--- EXTRACT Enclosed Below ---
***** possible triggers *****
I do know that in the case of the kids who do run away or tell - it is most often because they come from strong loving families where they feel safe with telling of the things that were done to them - they have parents who taught them what things are wrong for anyone to do to their bodies.
In a long survivor story I wrote over some months in T I start out by saying that mine is the story that should never have happened. We were that strong loving family that TJ Jeff talks about; I knew I was loved and I felt special and important. I had already gone to my Dad with several things an he had helped me a lot.
But CSA is a different sort of challenge. The advance being made on the boy is so personal, and the skills of the abuser so great, that I just can't imagine how any boy could effectively defend himself. The day the abuser started on me I was alone with him in his home and cornered in his son's bedroom. He had sent me up there to get something, and I turned around and there he is standing there in his baggy old boxers and clearly aroused. He told me to take off my trousers, so I did it.
--- End of Enclosed EXTRACT ---
--- INFORMATION GIVEN Enclosed Below ---
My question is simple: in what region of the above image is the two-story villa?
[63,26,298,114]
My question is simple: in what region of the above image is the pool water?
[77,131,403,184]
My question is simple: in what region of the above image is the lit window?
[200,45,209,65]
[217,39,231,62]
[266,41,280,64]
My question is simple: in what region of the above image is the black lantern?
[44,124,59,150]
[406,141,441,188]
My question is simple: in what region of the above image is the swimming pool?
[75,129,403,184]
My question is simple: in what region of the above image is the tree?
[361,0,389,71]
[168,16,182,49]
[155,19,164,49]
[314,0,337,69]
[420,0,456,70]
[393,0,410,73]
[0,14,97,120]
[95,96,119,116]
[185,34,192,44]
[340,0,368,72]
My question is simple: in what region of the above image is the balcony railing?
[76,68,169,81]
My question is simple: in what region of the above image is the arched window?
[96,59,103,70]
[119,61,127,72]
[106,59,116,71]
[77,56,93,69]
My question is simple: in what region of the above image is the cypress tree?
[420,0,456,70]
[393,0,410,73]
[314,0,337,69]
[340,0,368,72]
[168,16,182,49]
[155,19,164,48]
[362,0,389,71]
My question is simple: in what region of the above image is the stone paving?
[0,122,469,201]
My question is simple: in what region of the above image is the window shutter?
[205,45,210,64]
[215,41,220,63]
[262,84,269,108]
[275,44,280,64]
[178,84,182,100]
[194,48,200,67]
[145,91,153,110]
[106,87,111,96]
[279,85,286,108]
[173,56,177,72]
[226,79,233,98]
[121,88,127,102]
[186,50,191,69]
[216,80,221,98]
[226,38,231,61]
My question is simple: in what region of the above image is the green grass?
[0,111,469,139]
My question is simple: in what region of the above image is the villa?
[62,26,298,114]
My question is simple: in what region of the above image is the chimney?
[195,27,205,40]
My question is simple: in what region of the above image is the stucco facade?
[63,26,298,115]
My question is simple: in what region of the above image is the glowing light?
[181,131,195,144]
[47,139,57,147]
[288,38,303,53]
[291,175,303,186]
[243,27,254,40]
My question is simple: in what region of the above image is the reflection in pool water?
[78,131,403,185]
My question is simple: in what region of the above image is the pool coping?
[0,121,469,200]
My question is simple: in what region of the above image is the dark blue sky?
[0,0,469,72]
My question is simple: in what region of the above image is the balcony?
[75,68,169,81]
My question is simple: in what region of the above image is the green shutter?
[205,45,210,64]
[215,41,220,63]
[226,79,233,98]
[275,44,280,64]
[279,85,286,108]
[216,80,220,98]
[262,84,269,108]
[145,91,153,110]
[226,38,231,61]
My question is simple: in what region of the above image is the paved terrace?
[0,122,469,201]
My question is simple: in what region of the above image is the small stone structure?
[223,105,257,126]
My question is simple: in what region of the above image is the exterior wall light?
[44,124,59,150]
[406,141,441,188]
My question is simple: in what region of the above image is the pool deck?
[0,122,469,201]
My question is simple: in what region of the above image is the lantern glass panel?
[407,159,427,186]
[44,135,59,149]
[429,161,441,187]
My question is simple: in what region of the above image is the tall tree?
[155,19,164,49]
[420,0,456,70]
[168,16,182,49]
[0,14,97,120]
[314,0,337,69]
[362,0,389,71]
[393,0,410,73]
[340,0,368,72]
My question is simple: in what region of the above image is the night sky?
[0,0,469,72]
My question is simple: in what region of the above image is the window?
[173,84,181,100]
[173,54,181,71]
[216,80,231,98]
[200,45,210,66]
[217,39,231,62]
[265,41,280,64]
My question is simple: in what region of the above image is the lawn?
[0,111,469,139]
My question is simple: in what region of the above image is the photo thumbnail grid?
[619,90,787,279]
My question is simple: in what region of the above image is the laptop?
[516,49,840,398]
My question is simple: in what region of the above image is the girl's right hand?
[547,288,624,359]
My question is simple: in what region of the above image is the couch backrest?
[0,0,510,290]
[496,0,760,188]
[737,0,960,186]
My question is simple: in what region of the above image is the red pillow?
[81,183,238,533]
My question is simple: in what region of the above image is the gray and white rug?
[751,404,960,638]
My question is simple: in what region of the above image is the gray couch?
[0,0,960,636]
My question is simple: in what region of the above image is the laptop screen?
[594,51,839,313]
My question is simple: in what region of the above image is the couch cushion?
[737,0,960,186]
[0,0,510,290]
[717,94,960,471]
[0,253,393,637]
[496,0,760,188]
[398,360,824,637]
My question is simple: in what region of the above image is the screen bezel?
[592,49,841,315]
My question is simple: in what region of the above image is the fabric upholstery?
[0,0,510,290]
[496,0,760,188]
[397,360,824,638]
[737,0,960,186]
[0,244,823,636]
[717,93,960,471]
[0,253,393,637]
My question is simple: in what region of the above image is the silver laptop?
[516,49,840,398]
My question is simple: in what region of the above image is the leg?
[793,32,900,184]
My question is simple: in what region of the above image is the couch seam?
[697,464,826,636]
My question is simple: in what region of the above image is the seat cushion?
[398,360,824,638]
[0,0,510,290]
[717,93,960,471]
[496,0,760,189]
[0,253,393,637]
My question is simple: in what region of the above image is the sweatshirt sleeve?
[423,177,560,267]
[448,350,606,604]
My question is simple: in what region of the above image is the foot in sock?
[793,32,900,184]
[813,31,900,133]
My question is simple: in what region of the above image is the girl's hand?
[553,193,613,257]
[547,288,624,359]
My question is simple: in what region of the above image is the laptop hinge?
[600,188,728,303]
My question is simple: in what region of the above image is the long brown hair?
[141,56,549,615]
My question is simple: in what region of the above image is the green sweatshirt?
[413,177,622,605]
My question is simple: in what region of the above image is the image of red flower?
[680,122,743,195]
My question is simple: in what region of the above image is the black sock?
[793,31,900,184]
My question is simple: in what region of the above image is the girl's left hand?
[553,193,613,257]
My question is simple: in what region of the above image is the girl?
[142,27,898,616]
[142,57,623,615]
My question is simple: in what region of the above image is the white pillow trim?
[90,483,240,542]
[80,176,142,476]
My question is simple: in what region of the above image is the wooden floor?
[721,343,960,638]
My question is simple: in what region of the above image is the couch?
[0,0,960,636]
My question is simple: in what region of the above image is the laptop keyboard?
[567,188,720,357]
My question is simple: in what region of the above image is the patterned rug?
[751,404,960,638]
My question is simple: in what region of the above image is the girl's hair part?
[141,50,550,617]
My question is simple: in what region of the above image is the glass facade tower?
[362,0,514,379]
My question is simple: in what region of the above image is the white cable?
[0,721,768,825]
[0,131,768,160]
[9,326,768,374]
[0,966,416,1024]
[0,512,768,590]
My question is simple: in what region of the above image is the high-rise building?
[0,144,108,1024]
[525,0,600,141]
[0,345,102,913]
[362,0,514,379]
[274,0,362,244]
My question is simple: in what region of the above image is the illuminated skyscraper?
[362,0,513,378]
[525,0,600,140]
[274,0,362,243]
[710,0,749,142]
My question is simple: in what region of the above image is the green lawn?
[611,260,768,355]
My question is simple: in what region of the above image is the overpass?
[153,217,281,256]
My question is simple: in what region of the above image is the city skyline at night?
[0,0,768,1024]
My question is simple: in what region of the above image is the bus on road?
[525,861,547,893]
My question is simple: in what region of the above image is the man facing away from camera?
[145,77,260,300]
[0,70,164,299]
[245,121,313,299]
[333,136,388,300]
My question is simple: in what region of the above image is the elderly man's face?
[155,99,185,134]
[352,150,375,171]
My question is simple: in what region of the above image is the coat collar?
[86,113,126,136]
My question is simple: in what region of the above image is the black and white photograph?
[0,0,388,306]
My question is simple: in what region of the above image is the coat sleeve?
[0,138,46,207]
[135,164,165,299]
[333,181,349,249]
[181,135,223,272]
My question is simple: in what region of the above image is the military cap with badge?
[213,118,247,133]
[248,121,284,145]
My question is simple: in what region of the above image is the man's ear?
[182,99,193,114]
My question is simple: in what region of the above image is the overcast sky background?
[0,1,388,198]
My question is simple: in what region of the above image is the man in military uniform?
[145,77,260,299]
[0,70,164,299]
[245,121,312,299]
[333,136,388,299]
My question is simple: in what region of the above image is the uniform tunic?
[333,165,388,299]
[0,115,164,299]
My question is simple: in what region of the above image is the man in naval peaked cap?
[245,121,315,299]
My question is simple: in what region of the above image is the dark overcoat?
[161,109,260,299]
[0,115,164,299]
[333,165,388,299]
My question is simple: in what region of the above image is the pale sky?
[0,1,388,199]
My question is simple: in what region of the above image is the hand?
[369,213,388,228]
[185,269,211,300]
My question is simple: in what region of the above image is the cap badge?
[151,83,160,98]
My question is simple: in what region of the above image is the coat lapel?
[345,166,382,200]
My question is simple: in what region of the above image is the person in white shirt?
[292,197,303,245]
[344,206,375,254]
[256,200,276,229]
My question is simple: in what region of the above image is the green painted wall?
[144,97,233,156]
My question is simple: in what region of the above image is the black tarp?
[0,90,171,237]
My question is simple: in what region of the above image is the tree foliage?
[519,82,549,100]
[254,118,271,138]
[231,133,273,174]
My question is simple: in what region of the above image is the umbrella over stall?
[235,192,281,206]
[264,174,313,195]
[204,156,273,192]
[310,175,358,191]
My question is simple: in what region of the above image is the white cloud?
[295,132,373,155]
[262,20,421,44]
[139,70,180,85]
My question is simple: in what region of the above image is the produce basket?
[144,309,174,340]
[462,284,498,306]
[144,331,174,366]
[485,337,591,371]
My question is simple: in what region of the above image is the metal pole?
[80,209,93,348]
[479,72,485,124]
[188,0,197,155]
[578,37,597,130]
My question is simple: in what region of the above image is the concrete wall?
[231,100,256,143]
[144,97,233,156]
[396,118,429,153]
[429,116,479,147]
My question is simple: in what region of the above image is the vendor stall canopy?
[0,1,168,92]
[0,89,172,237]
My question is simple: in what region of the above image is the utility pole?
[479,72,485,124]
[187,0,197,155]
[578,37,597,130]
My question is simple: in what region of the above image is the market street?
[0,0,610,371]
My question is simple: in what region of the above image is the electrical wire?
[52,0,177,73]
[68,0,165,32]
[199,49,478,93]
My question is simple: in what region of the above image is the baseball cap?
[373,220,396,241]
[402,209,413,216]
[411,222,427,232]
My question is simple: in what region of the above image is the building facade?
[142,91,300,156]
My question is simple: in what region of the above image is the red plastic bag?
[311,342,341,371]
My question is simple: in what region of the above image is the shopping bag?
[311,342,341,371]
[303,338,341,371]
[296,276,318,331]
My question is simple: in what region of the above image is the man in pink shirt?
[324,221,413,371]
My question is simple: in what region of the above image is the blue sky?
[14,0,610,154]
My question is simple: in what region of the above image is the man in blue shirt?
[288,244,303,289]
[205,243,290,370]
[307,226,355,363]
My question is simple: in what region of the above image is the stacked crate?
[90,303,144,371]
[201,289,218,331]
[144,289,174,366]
--- End of Enclosed INFORMATION GIVEN ---
* [QUESTIONS]
A. Do these statements agree with the account? (i) The writer says the abuse began while alone with the abuser in the abuser's home. (ii) The writer wrote the long survivor story in a single day. (iii) The writer describes the family as strong and loving. Answer yes or no for each, quoting the words of the account that decide it.
B. Can you edit the account's passage starting at "In a long survivor" and ending at "helped me a lot.", with "survivor story" replaced by "survivor account"?
None of the entries are needed here.

* [SOLUTIONS PER TASK]
A.
(i) Yes: "I was alone with him in his home"
(ii) No: "over some months"
(iii) Yes: "We were that strong loving family"

B.
In a long survivor account I wrote over some months in T I start out by saying that mine is the story that should never have happened. We were that strong loving family that TJ Jeff talks about; I knew I was loved and I felt special and important. I had already gone to my Dad with several things an he had helped me a lot.